Article:
------------------------------------

Electrolyte engineering—high-concentration and multi-solvent formulations, multi-salt strategies and functional additives—has aimed to steer interphase chemistry. Additives are attractive because they are cost-effective and manufacturing-compatible. Inorganic-rich interphases (e.g. LiF and Li_2_S) suppress parasitic reactions and promote uniform Li deposition [3,4]. However, carbonate solvents are inherently susceptible to nucleophilic attack; their decomposition products accumulate, hinder Li⁺ transport, increase polarization and exacerbate dendrite growth [5]. Thus, multifunctional additives that both enrich the inorganic species in the SEI/CEI and resist solvent decomposition are desired.
To address this challenge, Professor Wu and co-workers pioneered a molecularly adaptive strategy that, for the first time, achieves dual-electrode stabilization through a single molecular precursor. Specifically, they introduced 1,3-dithiane into conventional carbonate electrolytes (Fig. 1) [6]. This molecule contains two highly polarizable sulfur atoms that endow it with unique asymmetric redox properties: it undergoes preferential reduction at the lithium-metal anode to form LiF and Li_2_S, constructing a dense and ion-conductive SEI, while, at the high-voltage cathodes, it undergoes oxidation to yield Li_2_SO_3_ and organosulfur fragments, assembling into a compact CEI. Through this single-precursor redox bifunctionality, 1,3-dithiane enables the synchronous stabilization of both electrodes, mitigating crosstalk-driven
interfacial degradation in lithium-metal batteries (LMBs).
Electrochemical tests have validated this mechanism. With the addition of only 2 wt% of 1,3-dithiane, LiFePO_4_//Li full batteries retained 83.6% of their initial capacity after 3300 cycles at 1 C, with an average coulombic efficiency of 99.4%. Li//Li symmetric batteries cycled stably for >600 hours, which was nearly 4-fold longer than the control. The protective effect persisted under demanding conditions: ultra-thin lithium foil (50 μm), low N/P ratio (1.05), high cathode loading (1.9 mAh cm^−2^) and −10°C operation. In 1-Ah pouch batteries, the capacity retention exceeded 93% after 150 cycles, representing a significant improvement in cycle life, highlighting their scalability and practical potential.

------------------------------------

Raw data:
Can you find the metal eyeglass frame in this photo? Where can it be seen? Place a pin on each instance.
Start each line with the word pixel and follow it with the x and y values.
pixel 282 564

------------------------------------

Requirements:
a - Retype the part of the text on the 1,3-dithiane electrolyte additive that begins at the words "Electrochemical tests have" and ends after "and practical potential.".
b - Extend the text on the 1,3-dithiane electrolyte additive by writing what comes after its final sentence.

Written answers:
a -
Electrochemical tests have validated this mechanism. With the addition of only 2 wt% of 1,3-dithiane, LiFePO_4_//Li full batteries retained 83.6% of their initial capacity after 3300 cycles at 1 C, with an average coulombic efficiency of 99.4%. Li//Li symmetric batteries cycled stably for >600 hours, which was nearly 4-fold longer than the control. The protective effect persisted under demanding conditions: ultra-thin lithium foil (50 μm), low N/P ratio (1.05), high cathode loading (1.9 mAh cm^−2^) and −10°C operation. In 1-Ah pouch batteries, the capacity retention exceeded 93% after 150 cycles, representing a significant improvement in cycle life, highlighting their scalability and practical potential.

b -
Despite significant progress, several challenges remain on the path to industrialization, necessitating advances in both mechanistic understanding and engineering. One major bottleneck is oxidative stability at high voltage. Although 1,3-dithiane promotes the formation of a protective CEI, its stability at >4.3 V remains unproven under realistic conditions such as high areal loading, elevated temperature and lean electrolyte operation. Ni-rich cathodes not only suffer from lattice-oxygen release and phase transitions, but also trigger chain reactions of electrolyte oxidation that accelerate interfacial collapse. If the dithiane-derived CEI cannot tolerate these stressors, its protection will be short-lived. To enable reliable operation at ≥4.5 V, beyond simple molecular modification, the systematic structure–property mapping of dithiane derivatives, coupled with co-additive synergies, is needed to tailor both oxidation potential and film-forming ability. Advanced operando studies of interfacial redox chemistry will further clarify the degradation pathways and identify functional motifs for next-generation additives.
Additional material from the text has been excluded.